Is it possible to measure the value of data? Many now recognise how important data is, but how it should be governed and regulated is often confused by a lack of consensus on how it can be valued

By Ben Snaith, in collaboration with Peter Wells and Anna Scott

The ODI has a longstanding interest in the challenge of how to value data, alongside our mission to build an open, trustworthy data ecosystem.

On 18 July, we held a workshop – gathering people from national and multinational public sector organisations, academia, big businesses, startups, philanthropic funders and venture capitalists – to explore this hotly debated subject. The workshop was hosted by the ODI CEO Jeni Tennison and Diane Coyle from the Bennett Institute for Public Policy. Attendees included entrepreneur and writer/curator of the Exponential View newsletter Azeem Azhar; Jonathan Haskel from Imperial College Business School – who recently co-wrote a book on the intangible economy; and Will Page, Director of Economics at Spotify.

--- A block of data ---
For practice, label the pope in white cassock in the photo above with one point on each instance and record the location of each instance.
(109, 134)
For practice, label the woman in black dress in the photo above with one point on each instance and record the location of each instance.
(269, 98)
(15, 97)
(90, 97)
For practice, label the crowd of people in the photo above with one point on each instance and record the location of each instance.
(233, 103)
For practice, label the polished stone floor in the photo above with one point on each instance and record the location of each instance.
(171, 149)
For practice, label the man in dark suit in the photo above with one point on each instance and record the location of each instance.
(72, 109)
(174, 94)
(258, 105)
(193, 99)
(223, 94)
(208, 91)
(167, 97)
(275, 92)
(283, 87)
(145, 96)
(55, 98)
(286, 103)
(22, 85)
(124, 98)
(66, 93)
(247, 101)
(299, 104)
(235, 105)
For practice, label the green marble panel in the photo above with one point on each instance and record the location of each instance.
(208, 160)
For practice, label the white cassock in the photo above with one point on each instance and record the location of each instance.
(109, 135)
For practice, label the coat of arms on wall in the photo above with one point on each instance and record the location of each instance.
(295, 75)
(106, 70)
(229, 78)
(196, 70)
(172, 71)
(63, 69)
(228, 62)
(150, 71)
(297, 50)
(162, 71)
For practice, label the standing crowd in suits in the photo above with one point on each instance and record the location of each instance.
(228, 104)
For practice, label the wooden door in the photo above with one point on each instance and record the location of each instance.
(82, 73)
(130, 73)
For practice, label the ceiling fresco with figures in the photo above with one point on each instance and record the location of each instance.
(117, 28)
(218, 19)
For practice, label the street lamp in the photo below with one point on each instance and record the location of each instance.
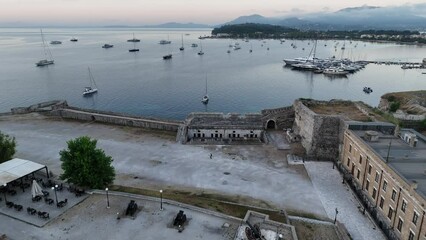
(335, 216)
(56, 195)
(106, 189)
(5, 185)
(161, 199)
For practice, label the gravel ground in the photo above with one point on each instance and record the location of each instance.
(92, 220)
(333, 194)
(150, 159)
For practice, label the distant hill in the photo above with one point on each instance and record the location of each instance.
(179, 25)
(354, 18)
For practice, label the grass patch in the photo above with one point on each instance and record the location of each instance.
(214, 202)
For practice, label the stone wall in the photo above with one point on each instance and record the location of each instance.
(113, 118)
(283, 117)
(320, 134)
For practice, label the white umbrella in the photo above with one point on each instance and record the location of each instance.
(36, 189)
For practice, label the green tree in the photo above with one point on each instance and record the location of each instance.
(85, 165)
(7, 147)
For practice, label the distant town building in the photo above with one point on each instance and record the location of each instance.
(387, 167)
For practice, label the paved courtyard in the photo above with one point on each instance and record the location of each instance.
(152, 160)
(92, 220)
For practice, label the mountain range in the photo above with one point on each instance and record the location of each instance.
(405, 17)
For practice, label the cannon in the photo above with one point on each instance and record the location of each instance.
(180, 219)
(253, 232)
(131, 208)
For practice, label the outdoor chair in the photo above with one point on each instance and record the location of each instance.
(18, 207)
(36, 198)
(48, 201)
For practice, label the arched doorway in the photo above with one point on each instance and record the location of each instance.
(270, 124)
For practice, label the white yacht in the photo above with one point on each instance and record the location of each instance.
(92, 89)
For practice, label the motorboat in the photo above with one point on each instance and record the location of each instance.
(44, 62)
(107, 46)
(168, 56)
(162, 42)
(134, 39)
(367, 90)
(335, 71)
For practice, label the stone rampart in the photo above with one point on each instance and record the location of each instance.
(283, 117)
(61, 109)
(320, 134)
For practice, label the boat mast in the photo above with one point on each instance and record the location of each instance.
(92, 80)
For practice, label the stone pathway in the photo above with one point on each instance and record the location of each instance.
(333, 194)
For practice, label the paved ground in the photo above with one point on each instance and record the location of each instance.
(256, 171)
(333, 194)
(92, 220)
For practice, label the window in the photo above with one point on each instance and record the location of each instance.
(415, 217)
(393, 195)
(411, 236)
(382, 200)
(390, 213)
(403, 205)
(399, 226)
(376, 178)
(385, 185)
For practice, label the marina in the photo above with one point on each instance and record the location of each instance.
(145, 84)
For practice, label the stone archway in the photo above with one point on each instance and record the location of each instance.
(270, 124)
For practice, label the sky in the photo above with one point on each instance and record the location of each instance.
(145, 12)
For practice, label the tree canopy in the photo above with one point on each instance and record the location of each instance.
(7, 147)
(85, 165)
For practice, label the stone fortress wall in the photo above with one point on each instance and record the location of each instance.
(61, 109)
(321, 135)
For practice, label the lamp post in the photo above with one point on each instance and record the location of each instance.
(161, 200)
(5, 185)
(335, 216)
(106, 189)
(56, 195)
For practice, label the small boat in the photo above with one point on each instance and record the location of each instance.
(182, 48)
(168, 56)
(201, 50)
(205, 98)
(367, 90)
(49, 59)
(107, 45)
(88, 91)
(134, 39)
(335, 71)
(162, 42)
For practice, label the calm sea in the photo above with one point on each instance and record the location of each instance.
(144, 84)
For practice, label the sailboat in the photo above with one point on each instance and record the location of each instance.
(134, 40)
(201, 50)
(47, 54)
(92, 89)
(182, 48)
(205, 99)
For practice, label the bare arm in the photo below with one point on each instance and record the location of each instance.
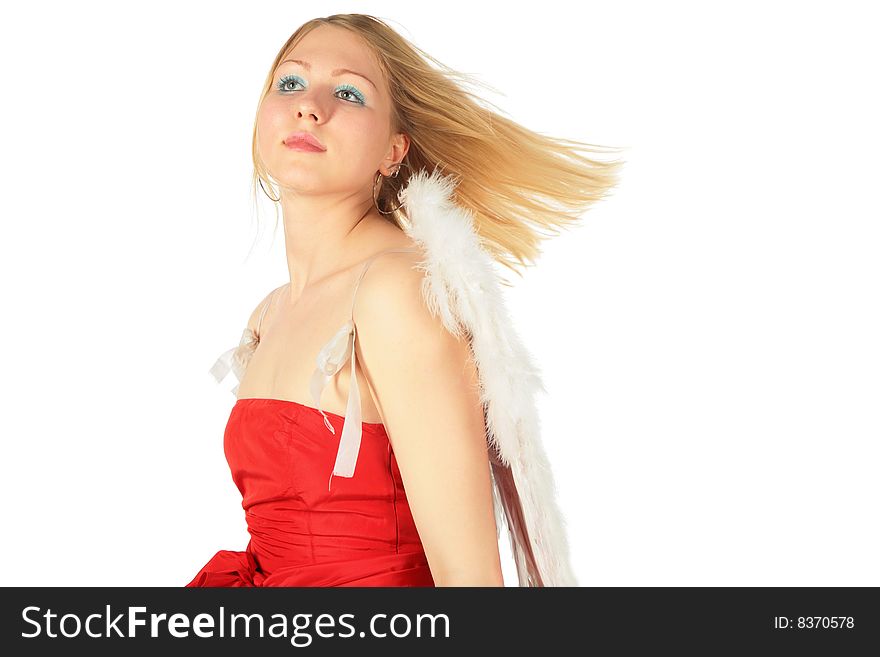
(426, 389)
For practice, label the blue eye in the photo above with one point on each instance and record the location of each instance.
(343, 88)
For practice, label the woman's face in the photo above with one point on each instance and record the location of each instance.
(348, 114)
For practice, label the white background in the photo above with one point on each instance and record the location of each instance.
(708, 335)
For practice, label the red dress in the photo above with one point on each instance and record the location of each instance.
(361, 533)
(356, 530)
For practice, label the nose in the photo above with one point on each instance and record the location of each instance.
(305, 106)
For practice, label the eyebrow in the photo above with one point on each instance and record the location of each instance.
(334, 73)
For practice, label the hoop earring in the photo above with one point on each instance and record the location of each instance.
(378, 177)
(260, 178)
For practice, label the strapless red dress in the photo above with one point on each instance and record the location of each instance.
(358, 533)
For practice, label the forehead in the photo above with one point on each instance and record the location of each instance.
(329, 47)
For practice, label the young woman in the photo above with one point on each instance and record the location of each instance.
(384, 425)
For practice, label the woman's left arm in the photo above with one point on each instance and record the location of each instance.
(426, 387)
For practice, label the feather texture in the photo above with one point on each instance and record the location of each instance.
(462, 288)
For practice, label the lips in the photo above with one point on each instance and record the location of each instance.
(303, 141)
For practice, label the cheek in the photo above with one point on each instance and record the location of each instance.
(270, 122)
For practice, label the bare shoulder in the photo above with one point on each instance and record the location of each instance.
(391, 290)
(393, 320)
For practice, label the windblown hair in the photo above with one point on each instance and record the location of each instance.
(520, 186)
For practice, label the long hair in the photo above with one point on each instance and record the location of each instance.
(521, 186)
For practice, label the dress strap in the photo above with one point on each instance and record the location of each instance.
(266, 305)
(331, 359)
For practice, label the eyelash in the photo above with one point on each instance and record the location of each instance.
(345, 87)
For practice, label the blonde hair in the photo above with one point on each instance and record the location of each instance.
(521, 186)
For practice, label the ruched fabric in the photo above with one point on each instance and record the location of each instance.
(361, 533)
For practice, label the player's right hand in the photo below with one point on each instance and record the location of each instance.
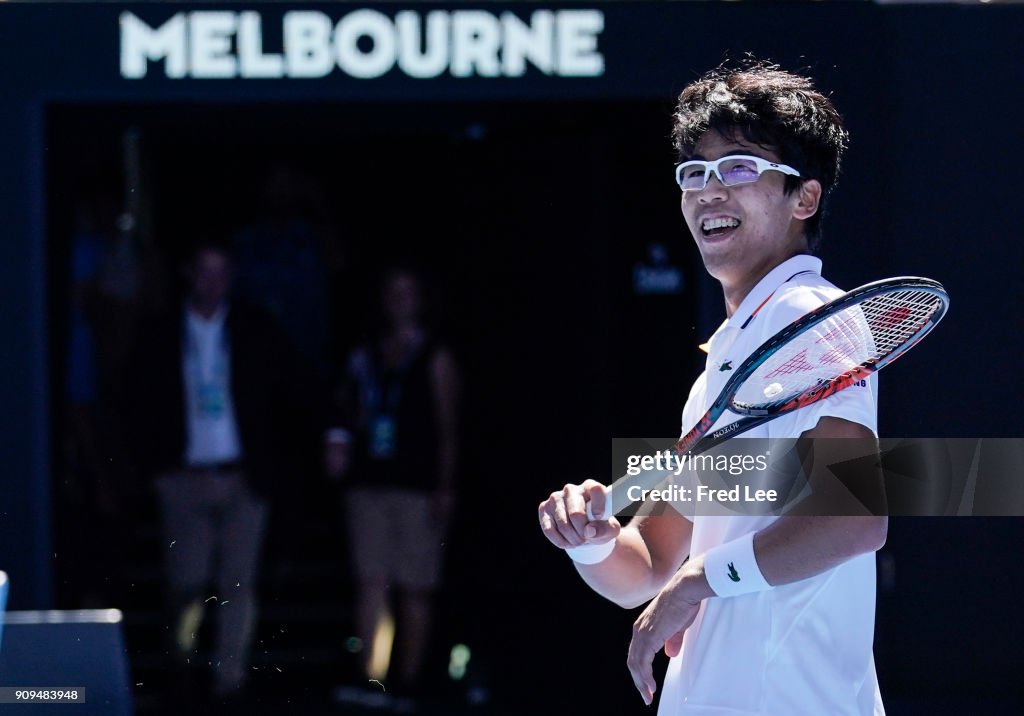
(563, 515)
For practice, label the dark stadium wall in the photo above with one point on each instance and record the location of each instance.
(931, 94)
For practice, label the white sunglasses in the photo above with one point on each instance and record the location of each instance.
(731, 170)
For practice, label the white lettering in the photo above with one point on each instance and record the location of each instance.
(413, 58)
(252, 61)
(522, 42)
(475, 38)
(577, 40)
(346, 37)
(210, 44)
(307, 44)
(366, 44)
(140, 43)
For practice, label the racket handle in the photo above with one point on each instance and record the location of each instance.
(607, 504)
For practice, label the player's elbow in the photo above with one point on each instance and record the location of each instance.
(869, 534)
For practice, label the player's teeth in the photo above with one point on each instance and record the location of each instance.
(719, 223)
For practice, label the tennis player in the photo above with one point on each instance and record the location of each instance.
(760, 615)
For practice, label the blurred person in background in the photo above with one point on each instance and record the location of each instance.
(399, 399)
(213, 386)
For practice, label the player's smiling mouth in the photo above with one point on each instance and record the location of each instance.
(718, 225)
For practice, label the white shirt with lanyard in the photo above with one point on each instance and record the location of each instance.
(798, 648)
(212, 434)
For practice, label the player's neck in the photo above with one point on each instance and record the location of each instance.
(735, 289)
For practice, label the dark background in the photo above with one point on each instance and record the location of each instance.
(530, 200)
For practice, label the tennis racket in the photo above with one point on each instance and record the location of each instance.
(824, 351)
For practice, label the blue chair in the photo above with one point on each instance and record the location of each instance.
(3, 601)
(70, 648)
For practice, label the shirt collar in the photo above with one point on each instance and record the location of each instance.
(760, 294)
(215, 321)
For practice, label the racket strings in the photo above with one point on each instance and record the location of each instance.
(860, 335)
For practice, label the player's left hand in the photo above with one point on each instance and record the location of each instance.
(664, 623)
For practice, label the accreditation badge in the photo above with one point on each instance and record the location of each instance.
(383, 437)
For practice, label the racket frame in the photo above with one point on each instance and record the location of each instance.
(701, 438)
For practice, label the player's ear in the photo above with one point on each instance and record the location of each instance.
(808, 199)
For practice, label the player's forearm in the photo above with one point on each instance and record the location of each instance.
(796, 548)
(628, 577)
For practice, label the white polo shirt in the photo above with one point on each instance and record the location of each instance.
(798, 648)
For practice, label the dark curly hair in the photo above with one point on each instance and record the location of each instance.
(774, 109)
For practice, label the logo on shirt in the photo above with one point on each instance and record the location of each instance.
(733, 575)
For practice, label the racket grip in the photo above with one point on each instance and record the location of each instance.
(607, 506)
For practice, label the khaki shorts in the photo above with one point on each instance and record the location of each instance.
(394, 537)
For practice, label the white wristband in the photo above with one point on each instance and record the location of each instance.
(591, 554)
(731, 569)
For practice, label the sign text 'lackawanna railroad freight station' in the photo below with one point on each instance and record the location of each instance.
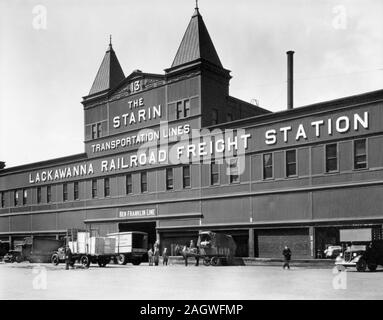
(222, 145)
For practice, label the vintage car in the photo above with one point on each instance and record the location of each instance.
(332, 251)
(369, 257)
(350, 257)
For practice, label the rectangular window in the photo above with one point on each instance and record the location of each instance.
(169, 179)
(38, 194)
(75, 191)
(186, 176)
(291, 163)
(65, 192)
(25, 196)
(267, 166)
(144, 182)
(94, 188)
(94, 131)
(99, 130)
(233, 171)
(106, 187)
(179, 109)
(16, 198)
(49, 194)
(214, 173)
(129, 184)
(186, 108)
(214, 116)
(360, 154)
(331, 157)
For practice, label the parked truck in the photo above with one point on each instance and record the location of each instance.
(33, 249)
(130, 246)
(86, 249)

--- Problems ---
1. Using the text on valuing data, decide whether each statement agrees with it: (a) The workshop was held on 18 July. (b) Azeem Azhar hosted the workshop. (c) Will Page is described as Director of Economics at Spotify. Answer yes or no for each and quote the deciding words.
2. Retype the stretch of the text on valuing data from "On 18 July, we" through "Economics at Spotify.".

--- Task responses ---
1.
(a) Yes: "On 18 July, we held a workshop"
(b) No: "The workshop was hosted by the ODI CEO Jeni Tennison and Diane Coyle from the Bennett Institute for Public Policy."
(c) Yes: "Will Page, Director of Economics at Spotify"

2.
On 18 July, we held a workshop – gathering people from national and multinational public sector organisations, academia, big businesses, startups, philanthropic funders and venture capitalists – to explore this hotly debated subject. The workshop was hosted by the ODI CEO Jeni Tennison and Diane Coyle from the Bennett Institute for Public Policy. Attendees included entrepreneur and writer/curator of the Exponential View newsletter Azeem Azhar; Jonathan Haskel from Imperial College Business School – who recently co-wrote a book on the intangible economy; and Will Page, Director of Economics at Spotify.